__Excerto do texto__.

No que toca a contratos administrativos a LAV admite em termos restritivos a sua arbitragem, no que toca ao Estado e outras pessoas colectivas públicas. o art 1º/1 apenas admite-a havendo autorização por lei especial ou se estiverem em causa, relações de direito privado. Nos nossos dias o Código de Contratos Publicos (CCP) serve de lei especial, não obstante de não existir uma referência geral à arbitragem, que também não seria necessária pois trata-se de um problema processual logo a sua solução não teria de ser encontrada num código de direito substantivo que é o CCP. O tratamento específico sera desnecessário pelo facto de o CPTA já a admitir no art 180º/1/a.

Segundo o art 181º do CPTA, o tribunal arbitral funciona nos termos da LAV, não obstante de entender-se que as normas especiais sobre este assunto no âmbito de direito administrativo prevalecem sempre sobre as normas da LAV (lei especial prevalece sobre lei geral). A exigência de lei especial para a constituição de tribunal arbitral no âmbito do direito administrativo vai também nesse sentido.

As partes podem considerar abrangidas na convenção, não só apenas questões de natureza contenciosa em sentido estrito, mas também as relacionadas com a necessidade de precisar, completar, actualizar ou rever contratos, nos termos do art 1º/4 da LAV, disposição esta que também pode ser aplicada no âmbito de relações jurídicas administrativas.

O regime da arbitragem no direito administrativo comporta certas especialidades que o CPTA acautela.
Nos termos do art 184º do CPTA, a outorga do compromisso arbitral por parte do Estado deve ser objecto de despacho do ministro da tutela, despacho esse que compete, tratando-se de outras pessoas colectivas públicas, ao presidente do respectivo órgão dirigente, ou governo regional e ao órgão autárquico que desempenha funções executivas. Não existindo este despacho, não existe compromisso arbitral.

__Excertos de dados__.

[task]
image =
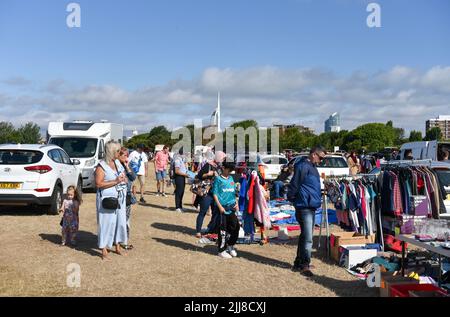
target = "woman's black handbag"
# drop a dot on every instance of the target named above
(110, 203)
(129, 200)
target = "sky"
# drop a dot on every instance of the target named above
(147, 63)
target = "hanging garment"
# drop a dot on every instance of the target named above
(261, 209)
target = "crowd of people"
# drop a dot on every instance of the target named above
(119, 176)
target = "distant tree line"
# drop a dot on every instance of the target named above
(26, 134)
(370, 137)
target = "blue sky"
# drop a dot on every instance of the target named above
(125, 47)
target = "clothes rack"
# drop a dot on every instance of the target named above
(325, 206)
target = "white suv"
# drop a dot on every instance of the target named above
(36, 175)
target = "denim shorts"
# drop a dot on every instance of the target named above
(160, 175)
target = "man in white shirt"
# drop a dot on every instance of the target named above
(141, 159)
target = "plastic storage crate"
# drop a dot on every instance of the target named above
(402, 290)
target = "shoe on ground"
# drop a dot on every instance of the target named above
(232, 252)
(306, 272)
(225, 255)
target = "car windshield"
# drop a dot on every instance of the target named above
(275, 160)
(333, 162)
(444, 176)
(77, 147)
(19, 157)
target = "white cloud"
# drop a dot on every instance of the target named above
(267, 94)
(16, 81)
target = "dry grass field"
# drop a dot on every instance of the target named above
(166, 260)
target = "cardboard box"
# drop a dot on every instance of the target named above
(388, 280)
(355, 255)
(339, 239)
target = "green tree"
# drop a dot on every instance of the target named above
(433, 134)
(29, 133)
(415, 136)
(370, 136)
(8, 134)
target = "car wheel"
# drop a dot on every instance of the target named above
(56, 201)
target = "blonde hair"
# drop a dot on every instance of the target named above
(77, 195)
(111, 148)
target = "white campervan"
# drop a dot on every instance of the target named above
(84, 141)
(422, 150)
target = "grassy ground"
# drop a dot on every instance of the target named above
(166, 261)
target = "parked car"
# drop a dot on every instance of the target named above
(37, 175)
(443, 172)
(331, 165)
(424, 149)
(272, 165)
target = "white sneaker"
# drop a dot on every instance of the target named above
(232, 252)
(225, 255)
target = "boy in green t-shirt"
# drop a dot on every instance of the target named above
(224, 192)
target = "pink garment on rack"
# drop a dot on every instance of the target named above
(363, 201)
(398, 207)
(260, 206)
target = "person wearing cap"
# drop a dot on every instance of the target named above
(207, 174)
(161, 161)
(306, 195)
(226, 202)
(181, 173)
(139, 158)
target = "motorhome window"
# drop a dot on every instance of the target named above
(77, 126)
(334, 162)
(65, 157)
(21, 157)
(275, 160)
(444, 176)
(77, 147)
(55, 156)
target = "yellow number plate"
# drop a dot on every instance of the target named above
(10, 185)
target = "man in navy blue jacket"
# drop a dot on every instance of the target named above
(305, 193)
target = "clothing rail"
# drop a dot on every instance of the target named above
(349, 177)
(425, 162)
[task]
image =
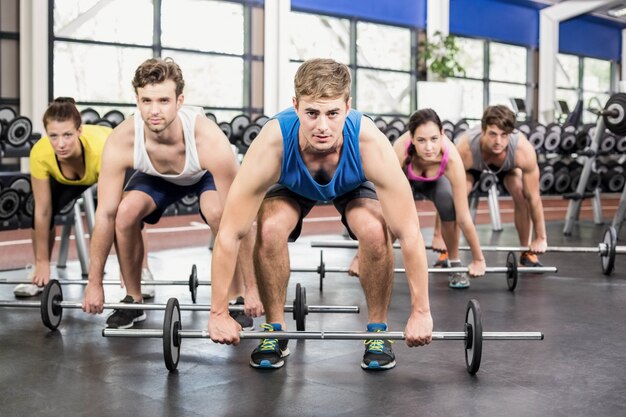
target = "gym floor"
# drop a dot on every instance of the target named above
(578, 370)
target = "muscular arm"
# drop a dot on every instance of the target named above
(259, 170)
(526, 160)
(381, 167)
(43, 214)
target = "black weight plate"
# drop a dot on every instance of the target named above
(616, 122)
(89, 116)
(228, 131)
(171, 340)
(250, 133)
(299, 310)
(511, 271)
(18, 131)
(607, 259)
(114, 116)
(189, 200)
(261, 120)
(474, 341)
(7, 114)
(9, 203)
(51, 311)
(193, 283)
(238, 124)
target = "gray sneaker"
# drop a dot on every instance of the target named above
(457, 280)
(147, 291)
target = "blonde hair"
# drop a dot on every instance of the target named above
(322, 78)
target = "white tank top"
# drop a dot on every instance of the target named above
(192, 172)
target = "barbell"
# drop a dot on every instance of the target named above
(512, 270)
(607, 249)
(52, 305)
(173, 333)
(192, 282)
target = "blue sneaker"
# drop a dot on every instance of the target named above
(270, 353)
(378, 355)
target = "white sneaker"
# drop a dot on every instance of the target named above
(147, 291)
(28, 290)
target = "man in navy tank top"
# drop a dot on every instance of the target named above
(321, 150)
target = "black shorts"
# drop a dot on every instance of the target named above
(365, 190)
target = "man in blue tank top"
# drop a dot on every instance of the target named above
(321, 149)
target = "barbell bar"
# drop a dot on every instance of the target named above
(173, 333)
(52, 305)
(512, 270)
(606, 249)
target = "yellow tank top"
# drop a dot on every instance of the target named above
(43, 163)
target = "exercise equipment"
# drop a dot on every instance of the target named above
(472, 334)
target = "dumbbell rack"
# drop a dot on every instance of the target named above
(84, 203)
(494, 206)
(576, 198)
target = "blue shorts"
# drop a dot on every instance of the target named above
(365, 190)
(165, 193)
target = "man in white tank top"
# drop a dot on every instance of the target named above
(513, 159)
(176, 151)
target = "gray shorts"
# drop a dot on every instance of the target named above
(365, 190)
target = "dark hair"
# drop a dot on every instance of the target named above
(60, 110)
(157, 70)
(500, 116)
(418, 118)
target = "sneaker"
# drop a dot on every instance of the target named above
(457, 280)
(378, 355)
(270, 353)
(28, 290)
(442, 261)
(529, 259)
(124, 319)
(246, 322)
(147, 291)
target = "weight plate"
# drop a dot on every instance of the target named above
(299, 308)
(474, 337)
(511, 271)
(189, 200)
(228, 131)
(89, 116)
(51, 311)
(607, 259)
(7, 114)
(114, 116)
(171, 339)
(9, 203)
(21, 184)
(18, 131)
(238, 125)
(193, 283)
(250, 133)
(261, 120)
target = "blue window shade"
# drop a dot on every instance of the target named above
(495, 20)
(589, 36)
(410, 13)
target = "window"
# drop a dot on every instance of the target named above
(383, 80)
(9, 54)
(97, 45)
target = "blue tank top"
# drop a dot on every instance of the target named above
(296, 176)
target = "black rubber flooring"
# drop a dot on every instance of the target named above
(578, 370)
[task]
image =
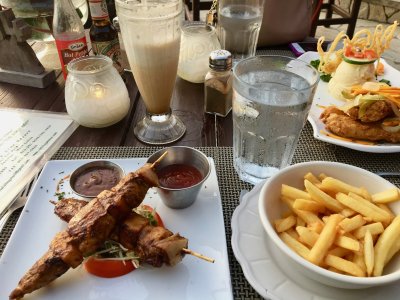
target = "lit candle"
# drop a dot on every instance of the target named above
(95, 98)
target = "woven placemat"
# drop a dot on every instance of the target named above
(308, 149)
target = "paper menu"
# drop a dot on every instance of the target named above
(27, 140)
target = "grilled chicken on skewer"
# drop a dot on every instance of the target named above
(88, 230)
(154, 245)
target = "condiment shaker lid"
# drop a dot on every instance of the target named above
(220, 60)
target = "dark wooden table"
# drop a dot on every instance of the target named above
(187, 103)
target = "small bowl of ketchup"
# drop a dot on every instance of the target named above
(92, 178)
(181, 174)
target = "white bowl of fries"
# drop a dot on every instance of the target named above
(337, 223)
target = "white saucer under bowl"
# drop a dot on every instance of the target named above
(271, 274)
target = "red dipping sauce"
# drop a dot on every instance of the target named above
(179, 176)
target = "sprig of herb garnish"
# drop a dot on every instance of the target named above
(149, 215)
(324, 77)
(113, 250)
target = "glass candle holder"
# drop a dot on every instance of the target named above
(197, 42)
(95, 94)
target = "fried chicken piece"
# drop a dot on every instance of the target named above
* * *
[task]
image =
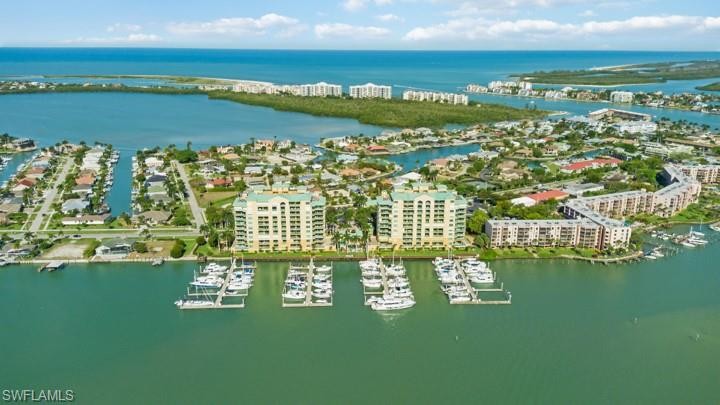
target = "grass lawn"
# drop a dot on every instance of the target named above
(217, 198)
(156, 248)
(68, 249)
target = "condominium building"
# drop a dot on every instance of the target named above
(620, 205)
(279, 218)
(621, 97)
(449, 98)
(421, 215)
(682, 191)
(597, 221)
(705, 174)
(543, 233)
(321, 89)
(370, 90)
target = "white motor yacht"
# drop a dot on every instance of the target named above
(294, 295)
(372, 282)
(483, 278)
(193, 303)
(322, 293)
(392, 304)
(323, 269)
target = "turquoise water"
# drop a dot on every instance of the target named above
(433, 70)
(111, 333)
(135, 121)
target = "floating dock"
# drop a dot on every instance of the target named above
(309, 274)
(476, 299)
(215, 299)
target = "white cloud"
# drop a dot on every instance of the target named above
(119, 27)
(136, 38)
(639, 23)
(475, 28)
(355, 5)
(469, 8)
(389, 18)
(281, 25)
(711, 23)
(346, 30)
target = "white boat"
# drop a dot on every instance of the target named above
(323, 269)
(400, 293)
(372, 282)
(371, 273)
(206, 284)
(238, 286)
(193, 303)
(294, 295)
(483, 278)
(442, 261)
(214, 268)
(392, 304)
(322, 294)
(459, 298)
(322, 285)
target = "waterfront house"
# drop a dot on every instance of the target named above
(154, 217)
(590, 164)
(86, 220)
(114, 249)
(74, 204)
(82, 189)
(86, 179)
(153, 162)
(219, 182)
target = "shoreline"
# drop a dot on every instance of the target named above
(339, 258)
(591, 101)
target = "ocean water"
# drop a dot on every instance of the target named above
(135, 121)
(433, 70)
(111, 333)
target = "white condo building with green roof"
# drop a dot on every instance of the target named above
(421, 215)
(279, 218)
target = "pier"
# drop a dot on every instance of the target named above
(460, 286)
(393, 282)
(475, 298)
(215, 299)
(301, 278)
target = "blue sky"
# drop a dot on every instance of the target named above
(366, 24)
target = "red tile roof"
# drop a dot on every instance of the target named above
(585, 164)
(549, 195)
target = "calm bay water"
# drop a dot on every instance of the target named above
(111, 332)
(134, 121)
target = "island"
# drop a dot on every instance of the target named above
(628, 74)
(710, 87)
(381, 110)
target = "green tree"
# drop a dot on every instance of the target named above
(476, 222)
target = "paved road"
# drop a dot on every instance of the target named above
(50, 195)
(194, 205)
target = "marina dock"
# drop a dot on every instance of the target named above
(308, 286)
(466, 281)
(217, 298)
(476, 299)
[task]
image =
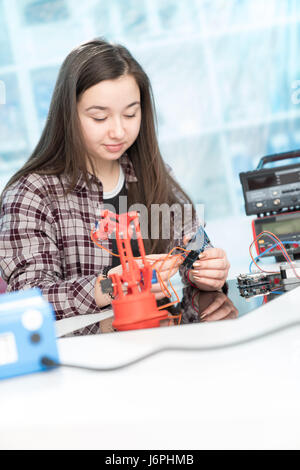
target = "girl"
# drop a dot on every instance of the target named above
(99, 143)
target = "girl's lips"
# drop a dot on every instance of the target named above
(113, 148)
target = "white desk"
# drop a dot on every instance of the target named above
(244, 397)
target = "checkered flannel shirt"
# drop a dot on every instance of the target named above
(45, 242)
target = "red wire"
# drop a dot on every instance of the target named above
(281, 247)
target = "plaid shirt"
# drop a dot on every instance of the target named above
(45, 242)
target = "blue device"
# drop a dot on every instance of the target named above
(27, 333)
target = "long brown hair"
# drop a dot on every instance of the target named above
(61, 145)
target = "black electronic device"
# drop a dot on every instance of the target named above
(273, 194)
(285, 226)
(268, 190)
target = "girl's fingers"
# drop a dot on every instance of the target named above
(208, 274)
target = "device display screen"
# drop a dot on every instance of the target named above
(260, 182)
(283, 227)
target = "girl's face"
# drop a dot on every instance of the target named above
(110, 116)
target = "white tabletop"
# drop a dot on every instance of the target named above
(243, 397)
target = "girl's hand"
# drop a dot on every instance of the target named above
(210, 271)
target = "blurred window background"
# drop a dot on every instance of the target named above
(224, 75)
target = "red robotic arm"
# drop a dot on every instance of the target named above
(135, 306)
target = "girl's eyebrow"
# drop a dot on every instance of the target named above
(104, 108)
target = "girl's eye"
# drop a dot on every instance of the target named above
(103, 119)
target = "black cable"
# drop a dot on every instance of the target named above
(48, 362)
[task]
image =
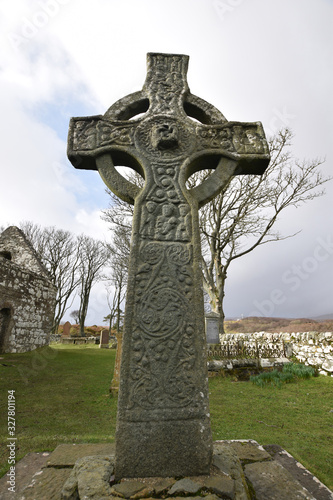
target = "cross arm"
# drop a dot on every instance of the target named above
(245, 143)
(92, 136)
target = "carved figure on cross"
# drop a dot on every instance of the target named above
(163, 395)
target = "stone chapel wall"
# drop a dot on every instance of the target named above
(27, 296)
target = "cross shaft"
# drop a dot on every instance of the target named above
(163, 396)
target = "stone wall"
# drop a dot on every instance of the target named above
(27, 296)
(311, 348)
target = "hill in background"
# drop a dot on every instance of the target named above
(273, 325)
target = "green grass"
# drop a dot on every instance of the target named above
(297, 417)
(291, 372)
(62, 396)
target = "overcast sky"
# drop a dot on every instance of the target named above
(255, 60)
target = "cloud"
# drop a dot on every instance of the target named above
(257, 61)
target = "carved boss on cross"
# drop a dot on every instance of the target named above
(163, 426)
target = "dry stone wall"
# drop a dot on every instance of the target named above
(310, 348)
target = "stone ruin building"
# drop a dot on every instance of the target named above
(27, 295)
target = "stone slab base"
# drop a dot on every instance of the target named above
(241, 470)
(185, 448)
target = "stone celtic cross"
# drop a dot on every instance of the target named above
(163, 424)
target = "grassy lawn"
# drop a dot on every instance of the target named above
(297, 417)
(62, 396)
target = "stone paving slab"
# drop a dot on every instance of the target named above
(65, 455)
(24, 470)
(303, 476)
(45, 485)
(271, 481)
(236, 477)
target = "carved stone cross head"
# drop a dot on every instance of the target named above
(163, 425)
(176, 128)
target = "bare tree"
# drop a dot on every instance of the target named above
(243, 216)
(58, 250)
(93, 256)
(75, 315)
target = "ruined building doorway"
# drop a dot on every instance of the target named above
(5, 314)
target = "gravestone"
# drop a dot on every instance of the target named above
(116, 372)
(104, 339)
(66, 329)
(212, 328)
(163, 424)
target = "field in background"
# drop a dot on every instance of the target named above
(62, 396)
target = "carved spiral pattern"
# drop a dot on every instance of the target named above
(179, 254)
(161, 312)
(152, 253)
==
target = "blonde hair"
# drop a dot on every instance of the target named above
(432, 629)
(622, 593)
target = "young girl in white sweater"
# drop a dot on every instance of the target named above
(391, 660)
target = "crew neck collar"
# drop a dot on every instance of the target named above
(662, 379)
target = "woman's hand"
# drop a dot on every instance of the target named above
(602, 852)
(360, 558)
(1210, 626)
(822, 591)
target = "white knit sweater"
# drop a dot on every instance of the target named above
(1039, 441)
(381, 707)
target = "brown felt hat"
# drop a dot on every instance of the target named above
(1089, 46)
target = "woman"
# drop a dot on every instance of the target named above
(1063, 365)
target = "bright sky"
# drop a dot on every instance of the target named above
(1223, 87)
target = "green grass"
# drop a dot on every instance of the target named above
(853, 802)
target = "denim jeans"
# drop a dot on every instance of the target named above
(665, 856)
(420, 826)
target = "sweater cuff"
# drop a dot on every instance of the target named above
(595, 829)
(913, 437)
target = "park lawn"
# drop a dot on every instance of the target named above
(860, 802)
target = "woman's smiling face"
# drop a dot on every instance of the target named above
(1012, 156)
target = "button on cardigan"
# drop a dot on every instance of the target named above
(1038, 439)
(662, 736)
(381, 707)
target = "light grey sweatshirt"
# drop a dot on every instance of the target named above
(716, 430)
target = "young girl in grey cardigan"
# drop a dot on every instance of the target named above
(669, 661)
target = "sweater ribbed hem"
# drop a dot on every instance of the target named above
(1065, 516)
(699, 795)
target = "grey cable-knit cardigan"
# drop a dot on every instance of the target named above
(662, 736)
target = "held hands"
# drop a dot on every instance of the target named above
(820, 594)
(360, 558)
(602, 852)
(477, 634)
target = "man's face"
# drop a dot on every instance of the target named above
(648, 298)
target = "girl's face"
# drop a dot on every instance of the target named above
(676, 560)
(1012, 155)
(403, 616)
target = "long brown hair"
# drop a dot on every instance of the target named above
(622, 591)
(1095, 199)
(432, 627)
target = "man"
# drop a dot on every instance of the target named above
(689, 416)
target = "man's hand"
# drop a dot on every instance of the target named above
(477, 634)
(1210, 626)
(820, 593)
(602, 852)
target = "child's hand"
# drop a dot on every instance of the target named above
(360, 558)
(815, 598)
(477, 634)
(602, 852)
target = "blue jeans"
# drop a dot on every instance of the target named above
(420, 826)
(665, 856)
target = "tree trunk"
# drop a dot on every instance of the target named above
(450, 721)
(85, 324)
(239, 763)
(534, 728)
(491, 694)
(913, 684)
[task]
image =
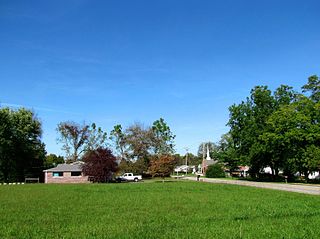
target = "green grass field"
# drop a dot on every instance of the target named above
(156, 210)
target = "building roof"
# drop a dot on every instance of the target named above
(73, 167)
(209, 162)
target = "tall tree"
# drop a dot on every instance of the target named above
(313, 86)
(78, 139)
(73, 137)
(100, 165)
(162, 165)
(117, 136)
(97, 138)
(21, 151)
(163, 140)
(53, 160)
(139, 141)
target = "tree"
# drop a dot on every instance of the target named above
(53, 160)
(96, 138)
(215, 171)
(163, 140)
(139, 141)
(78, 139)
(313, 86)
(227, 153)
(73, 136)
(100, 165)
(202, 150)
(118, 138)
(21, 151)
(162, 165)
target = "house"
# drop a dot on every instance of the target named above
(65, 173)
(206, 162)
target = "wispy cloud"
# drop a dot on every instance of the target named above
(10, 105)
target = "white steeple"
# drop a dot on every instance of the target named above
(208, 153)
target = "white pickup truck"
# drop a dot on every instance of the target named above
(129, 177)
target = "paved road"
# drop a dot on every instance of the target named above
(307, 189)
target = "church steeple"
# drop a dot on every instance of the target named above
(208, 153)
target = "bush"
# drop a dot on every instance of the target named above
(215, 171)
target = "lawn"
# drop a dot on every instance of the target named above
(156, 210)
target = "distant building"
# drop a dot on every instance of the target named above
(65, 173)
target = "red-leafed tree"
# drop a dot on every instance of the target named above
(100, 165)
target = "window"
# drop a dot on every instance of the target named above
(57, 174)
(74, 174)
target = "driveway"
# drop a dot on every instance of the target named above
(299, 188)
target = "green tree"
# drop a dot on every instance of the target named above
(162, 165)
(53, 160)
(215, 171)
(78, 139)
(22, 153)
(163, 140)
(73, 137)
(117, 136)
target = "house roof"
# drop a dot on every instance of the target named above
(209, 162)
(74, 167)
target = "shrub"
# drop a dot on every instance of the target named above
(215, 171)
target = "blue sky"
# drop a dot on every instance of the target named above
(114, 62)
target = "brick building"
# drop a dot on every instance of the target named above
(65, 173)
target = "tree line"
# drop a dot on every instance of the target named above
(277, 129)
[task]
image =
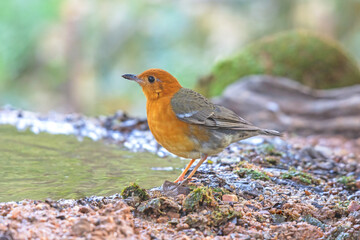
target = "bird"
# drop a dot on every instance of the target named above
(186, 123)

__Tarefas escritas__.
- 1) Traduza para o inglês a seguinte frase do texto sobre arbitragem no direito administrativo: "O regime da arbitragem no direito administrativo comporta certas especialidades que o CPTA acautela."
- 2) Transcreva, sem alterações, o trecho do texto sobre arbitragem no direito administrativo que começa em "Segundo o art" e termina em "relações jurídicas administrativas.".
- 3) Prossiga o texto sobre arbitragem no direito administrativo a partir da sua última frase.

__Respostas por tarefa__.
- 1) The arbitration regime in administrative law involves certain special features that the CPTA safeguards.

- 2)
Segundo o art 181º do CPTA, o tribunal arbitral funciona nos termos da LAV, não obstante de entender-se que as normas especiais sobre este assunto no âmbito de direito administrativo prevalecem sempre sobre as normas da LAV (lei especial prevalece sobre lei geral). A exigência de lei especial para a constituição de tribunal arbitral no âmbito do direito administrativo vai também nesse sentido.

As partes podem considerar abrangidas na convenção, não só apenas questões de natureza contenciosa em sentido estrito, mas também as relacionadas com a necessidade de precisar, completar, actualizar ou rever contratos, nos termos do art 1º/4 da LAV, disposição esta que também pode ser aplicada no âmbito de relações jurídicas administrativas.

- 3)
Segundo o art 186º/2 do CPTA, pode haver recurso da sentença arbitral, mais propriamente para o TCA. No entanto há que ter em atenção o art 39º/4 da NLAV (especial face ao CPTA) que só admite recurso para tribunal estadual se as partes tiverem previsto expressamente esta possibilidade na convenção e desde que a causa não tenha sido decidida segundo a equidade.
De acordo com o art 186º/1 do CPTA as decisões dos árbitros podem ser anuladas pelo TCA,nos termos gerais em que um tribunal judicial pode anular as decisões arbitrais, ou seja nos termos do art 46º/4 da NLAV.
A anulação da decisão arbitral é objecto de significativas alterações formais e substanciais. Atendendo aos aspectos formais, a acção de anulação deixa de ser uma acção tramitada sob forma de acção ordinaria recorrível em dois graus, para passar a ser tramitada como se tratasse de um recurso de apelação, da competência do Tribunal da Relação ou do Tribunal Central Administrativo, consoante a natureza do litígio, sendo passível apenas de recurso para o STJ ou STA, dentro dos limites em que este é admitido pela lei processual aplicável.
O prazo para intentar a acçao de anulação passa de trinta para sessenta dias (46/6 NLAV)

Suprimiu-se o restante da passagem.